> _SHORT TASK_
Set down the stretch from "The ranking was" through "management company 10Eighty." in the article below about HR magazine's 2012 Most Influential rankings, copying it word for word.

> _DOCUMENT EXCERPT_
NHS Employers’ boss named Most Influential Practitioner 2012
Tom Newcombe, September 18, 2012
NHS Employers’ director Dean Royles was last night unveiled as the UK’s most influential HR practitioner, while 2011’s most influential thinker Dave Ulrich (pictured) and practitioner David Fairhurst both entered HR magazine's hall of fame.
The most influential UK thinker was named as David Denyer, professor of organisational change at Cranfield School of Management. The most influential international thinker was unveiled as Rosabeth Moss Kanter, Ernest L Arbuckle professor at Harvard Business School.
Other high-ranking HR leaders in the HR Most Influential Practitioner list included Marks and Spencer's HR director Tanith Dodge and BT's director of people and policy, Caroline Waters.
Special lifetime achievement awards were presented to David Fairhurst, chief people officer Europe at McDonald's, and Dave Ulrich, professor of business at Ross Business School, University of Michigan.
They join last year's lifetime achievement winner, the author Charles Handy, in HR magazine's Most Influential Hall of Fame.
The ranking was unveiled at a prestigious event at Claridge's last night, sponsored by research partner Ashridge Business School, HR and payroll company Ceridian, professional services firm KPMG and career management company 10Eighty.
Royles' leadership, integrity and insight were noted by HR magazine readers in ranking him the most influential practitioner, a tribute to his achievements in the highly complex and turbulent world of the NHS.

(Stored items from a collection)

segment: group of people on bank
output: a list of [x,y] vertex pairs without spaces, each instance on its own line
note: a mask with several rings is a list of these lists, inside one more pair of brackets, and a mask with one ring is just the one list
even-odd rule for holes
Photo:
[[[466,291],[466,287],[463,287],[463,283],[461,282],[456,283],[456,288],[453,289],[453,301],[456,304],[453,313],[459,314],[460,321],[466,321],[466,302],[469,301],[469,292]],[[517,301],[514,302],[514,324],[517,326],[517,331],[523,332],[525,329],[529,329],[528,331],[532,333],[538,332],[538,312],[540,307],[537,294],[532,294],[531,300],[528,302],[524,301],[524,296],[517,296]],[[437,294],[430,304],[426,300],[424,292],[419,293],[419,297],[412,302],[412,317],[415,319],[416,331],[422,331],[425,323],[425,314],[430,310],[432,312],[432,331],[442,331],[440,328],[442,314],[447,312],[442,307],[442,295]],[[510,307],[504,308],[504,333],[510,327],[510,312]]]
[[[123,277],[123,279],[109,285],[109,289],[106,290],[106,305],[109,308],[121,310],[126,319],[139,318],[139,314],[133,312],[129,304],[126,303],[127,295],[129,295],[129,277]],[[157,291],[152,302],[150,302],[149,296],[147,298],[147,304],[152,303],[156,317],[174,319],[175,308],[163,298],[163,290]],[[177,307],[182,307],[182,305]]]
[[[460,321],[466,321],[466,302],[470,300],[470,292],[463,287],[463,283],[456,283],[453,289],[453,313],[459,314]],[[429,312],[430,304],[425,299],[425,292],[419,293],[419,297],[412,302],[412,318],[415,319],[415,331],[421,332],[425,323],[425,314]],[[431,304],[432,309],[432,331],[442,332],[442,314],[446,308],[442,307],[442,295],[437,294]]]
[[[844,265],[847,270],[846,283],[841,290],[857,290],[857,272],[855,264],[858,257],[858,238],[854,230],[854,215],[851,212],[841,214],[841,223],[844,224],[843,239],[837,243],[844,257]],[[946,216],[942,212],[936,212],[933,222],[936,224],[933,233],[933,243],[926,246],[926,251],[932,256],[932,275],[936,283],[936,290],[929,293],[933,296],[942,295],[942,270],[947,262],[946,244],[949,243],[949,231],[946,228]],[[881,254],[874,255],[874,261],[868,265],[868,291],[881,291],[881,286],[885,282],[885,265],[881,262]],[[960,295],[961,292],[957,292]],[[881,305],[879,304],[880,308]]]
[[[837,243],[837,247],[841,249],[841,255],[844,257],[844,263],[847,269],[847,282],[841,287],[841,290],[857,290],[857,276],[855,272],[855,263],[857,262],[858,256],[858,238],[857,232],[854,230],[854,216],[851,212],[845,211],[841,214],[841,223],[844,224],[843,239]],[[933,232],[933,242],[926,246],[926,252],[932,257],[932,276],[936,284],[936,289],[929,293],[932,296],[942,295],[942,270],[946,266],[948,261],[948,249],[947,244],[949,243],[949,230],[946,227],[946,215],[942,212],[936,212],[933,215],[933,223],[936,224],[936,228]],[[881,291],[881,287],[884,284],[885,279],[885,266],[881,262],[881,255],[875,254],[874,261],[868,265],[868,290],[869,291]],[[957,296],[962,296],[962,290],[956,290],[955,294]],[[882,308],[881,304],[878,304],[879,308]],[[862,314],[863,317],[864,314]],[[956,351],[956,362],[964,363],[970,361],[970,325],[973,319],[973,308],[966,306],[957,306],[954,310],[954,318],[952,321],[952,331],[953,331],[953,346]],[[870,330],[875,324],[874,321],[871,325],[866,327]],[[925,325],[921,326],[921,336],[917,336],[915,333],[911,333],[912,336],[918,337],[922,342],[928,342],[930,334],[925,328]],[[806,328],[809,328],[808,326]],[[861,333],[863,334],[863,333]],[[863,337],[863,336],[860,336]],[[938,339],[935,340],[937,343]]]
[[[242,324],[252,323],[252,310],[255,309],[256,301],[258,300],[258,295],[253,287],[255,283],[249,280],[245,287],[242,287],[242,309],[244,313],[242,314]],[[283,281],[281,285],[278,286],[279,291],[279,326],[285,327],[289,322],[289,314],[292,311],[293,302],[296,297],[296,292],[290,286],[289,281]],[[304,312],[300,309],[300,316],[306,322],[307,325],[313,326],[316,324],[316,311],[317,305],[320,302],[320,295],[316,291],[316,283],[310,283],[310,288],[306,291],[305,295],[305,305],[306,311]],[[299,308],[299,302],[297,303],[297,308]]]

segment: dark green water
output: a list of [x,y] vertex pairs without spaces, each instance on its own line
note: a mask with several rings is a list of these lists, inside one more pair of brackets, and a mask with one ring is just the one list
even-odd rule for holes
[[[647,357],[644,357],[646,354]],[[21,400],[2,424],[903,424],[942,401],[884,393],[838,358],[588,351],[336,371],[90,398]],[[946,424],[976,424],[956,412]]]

> _WORKED SOLUTION_
The ranking was unveiled at a prestigious event at Claridge's last night, sponsored by research partner Ashridge Business School, HR and payroll company Ceridian, professional services firm KPMG and career management company 10Eighty.